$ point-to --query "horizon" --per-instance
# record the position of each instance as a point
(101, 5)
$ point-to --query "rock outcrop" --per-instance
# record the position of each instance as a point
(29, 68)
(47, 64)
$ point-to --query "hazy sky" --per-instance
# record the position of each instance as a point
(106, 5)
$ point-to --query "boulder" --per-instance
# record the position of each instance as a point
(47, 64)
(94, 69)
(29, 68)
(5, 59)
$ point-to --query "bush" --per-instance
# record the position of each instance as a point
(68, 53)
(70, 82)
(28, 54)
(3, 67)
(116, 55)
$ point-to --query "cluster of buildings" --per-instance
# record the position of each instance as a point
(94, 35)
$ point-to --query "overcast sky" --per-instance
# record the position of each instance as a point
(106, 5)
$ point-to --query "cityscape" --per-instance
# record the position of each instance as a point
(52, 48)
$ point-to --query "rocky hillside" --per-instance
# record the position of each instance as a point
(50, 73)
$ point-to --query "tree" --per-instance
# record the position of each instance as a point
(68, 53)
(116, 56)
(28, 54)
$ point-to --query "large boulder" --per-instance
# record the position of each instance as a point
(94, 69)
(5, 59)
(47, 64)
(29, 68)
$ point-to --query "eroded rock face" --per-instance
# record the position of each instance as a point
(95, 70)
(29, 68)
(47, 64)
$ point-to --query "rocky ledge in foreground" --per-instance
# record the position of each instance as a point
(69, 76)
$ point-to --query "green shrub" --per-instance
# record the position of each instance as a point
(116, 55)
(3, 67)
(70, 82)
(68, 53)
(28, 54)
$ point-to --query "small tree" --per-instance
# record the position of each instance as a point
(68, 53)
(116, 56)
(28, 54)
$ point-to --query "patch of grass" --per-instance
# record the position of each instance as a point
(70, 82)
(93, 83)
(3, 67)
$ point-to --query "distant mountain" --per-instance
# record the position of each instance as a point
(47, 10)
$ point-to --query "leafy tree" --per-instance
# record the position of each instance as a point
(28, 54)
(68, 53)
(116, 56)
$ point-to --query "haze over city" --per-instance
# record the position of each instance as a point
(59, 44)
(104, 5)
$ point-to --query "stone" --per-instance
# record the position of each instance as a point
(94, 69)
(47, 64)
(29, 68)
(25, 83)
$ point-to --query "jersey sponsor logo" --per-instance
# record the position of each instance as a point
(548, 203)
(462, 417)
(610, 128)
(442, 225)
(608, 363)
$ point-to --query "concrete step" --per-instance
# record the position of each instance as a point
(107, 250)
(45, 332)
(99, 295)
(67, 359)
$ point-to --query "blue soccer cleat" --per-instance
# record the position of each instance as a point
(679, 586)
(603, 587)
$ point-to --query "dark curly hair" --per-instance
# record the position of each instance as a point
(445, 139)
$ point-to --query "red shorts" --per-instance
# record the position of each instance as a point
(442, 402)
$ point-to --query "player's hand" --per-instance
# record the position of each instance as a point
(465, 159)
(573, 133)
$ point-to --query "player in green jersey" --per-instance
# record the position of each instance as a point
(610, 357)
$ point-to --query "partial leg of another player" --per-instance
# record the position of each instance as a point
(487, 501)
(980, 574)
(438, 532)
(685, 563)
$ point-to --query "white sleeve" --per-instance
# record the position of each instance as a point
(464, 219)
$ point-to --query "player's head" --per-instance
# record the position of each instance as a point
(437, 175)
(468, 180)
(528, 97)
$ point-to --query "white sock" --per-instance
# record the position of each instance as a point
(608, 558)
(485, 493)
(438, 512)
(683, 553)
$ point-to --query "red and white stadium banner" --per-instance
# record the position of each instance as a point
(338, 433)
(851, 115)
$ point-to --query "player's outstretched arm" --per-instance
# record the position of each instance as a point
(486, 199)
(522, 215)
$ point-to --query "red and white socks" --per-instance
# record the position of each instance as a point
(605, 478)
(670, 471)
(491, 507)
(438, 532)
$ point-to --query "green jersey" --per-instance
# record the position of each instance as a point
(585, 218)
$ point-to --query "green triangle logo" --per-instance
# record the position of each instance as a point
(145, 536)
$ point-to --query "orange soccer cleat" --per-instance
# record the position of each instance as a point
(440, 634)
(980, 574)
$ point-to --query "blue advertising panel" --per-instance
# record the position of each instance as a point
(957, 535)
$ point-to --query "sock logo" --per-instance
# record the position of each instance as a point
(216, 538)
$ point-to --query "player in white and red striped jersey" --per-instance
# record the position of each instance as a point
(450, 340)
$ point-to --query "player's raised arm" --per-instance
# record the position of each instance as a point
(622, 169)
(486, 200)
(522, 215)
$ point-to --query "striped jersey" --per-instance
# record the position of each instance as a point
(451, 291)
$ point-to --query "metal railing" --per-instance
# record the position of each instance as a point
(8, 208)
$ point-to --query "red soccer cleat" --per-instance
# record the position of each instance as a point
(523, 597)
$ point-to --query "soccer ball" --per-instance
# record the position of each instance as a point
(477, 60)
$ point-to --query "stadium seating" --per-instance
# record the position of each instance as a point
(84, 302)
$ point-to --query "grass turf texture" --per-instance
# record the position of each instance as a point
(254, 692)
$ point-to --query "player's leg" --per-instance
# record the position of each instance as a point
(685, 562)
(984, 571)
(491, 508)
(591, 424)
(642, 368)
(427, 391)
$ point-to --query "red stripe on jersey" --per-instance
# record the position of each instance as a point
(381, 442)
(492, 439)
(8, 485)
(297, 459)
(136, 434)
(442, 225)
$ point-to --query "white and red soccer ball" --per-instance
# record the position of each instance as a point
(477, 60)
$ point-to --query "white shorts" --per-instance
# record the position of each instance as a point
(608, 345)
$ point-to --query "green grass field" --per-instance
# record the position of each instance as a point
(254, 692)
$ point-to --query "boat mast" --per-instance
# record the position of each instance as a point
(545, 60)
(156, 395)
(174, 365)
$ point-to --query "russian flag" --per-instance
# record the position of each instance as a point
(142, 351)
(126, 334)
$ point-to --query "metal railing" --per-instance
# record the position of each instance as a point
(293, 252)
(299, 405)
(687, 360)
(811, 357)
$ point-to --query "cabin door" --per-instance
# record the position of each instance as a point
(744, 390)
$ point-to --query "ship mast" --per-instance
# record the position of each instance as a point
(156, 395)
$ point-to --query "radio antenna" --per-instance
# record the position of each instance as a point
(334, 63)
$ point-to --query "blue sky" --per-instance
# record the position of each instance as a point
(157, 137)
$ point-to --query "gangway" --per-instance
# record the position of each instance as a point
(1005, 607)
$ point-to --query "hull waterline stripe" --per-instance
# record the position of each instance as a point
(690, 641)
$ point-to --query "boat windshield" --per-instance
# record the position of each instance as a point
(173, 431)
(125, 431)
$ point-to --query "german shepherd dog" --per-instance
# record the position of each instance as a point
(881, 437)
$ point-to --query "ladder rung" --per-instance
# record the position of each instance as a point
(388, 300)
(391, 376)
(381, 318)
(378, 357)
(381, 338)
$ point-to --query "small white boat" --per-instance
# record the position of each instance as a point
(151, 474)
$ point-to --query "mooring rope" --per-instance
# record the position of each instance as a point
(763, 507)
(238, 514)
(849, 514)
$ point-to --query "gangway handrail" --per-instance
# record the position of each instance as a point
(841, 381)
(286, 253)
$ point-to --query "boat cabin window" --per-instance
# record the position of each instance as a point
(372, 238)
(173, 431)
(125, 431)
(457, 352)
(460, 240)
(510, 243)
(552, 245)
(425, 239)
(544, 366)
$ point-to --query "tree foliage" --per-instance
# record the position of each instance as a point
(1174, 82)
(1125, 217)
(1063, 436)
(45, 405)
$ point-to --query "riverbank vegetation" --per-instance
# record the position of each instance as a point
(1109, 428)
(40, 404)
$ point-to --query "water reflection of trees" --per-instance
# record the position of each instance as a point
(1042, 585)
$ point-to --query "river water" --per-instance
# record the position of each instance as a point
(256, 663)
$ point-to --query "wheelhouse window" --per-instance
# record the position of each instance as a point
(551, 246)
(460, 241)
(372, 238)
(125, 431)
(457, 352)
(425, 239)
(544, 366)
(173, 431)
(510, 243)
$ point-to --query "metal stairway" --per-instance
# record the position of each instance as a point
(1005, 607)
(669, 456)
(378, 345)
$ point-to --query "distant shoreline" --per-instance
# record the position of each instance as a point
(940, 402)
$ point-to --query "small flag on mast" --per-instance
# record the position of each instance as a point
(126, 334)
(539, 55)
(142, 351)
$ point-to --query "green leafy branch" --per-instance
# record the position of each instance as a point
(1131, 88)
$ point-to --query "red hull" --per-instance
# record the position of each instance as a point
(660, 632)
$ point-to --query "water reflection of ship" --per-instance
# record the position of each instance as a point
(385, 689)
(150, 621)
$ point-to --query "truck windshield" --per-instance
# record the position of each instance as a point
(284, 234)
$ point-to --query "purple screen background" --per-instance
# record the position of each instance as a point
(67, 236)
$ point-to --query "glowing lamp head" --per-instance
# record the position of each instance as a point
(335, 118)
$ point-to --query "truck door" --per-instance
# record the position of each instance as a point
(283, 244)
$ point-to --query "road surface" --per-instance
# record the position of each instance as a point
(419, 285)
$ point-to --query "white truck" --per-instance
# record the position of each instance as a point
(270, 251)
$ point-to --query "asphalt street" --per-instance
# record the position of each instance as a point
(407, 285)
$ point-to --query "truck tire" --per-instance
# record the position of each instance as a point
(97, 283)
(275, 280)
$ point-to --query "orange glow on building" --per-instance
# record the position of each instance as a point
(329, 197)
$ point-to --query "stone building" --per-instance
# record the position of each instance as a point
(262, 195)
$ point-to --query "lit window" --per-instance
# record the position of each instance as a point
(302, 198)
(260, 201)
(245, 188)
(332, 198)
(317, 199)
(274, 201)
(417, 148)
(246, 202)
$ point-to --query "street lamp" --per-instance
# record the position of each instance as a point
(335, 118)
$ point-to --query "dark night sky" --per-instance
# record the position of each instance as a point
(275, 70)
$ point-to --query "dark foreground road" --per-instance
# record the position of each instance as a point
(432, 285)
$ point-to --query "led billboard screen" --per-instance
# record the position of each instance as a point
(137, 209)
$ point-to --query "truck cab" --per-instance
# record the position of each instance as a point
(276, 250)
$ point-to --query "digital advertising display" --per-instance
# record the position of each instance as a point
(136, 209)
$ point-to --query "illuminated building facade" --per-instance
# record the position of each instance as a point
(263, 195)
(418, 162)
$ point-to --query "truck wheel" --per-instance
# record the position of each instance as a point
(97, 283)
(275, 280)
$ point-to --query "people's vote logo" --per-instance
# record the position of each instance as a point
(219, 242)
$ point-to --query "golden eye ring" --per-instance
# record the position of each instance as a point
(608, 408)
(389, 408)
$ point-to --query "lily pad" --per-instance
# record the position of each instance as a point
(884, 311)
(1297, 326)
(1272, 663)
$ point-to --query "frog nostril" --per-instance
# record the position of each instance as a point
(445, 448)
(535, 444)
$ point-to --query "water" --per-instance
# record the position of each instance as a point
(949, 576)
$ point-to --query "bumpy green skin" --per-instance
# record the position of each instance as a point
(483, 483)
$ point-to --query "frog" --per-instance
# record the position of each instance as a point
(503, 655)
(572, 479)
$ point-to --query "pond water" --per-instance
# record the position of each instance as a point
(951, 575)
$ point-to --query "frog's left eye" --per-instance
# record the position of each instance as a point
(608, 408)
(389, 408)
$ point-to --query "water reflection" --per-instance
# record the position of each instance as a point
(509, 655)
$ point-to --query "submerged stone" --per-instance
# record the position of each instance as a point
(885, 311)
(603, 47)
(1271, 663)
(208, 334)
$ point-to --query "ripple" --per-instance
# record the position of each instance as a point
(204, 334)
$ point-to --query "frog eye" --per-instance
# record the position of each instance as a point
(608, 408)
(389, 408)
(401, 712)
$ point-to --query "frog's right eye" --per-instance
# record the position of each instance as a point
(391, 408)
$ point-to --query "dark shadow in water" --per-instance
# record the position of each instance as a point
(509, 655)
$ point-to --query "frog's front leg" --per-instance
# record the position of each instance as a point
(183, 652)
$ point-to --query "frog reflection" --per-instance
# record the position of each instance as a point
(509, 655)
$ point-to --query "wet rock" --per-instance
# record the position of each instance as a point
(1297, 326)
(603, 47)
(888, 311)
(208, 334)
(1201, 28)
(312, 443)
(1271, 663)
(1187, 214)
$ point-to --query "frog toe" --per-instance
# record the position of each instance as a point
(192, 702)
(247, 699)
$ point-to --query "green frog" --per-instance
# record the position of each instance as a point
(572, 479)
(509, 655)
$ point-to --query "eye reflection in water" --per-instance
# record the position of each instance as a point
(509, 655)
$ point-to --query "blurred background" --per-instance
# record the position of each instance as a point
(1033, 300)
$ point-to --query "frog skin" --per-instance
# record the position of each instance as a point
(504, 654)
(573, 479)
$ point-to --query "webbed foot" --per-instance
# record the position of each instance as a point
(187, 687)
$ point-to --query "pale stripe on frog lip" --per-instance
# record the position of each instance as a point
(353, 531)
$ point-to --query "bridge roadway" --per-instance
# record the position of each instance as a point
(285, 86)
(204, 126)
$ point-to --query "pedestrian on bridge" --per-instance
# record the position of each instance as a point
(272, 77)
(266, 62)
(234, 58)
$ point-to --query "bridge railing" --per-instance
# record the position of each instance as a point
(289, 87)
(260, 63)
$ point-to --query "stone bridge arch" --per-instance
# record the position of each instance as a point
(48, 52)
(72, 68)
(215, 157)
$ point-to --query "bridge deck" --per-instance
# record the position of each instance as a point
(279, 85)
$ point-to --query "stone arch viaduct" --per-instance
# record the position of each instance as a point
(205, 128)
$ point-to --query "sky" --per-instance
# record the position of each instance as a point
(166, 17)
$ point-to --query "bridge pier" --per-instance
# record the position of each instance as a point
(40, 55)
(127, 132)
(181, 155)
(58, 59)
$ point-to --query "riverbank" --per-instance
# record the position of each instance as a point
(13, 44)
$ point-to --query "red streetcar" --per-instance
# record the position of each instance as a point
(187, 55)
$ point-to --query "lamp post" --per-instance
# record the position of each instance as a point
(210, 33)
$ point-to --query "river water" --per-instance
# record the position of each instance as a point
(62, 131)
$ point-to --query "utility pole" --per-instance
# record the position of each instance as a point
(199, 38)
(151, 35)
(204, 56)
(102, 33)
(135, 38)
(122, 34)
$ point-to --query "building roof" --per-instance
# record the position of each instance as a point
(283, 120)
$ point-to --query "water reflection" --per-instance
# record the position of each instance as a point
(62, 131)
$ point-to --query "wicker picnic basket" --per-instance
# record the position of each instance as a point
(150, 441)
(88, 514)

-- -- --

Stated problem →
Select each line in the records above that contains the word "advertising".

Exercise response →
$ point-to --query "blue advertising panel" --per-instance
$ point-to --query "digital advertising display" --per-instance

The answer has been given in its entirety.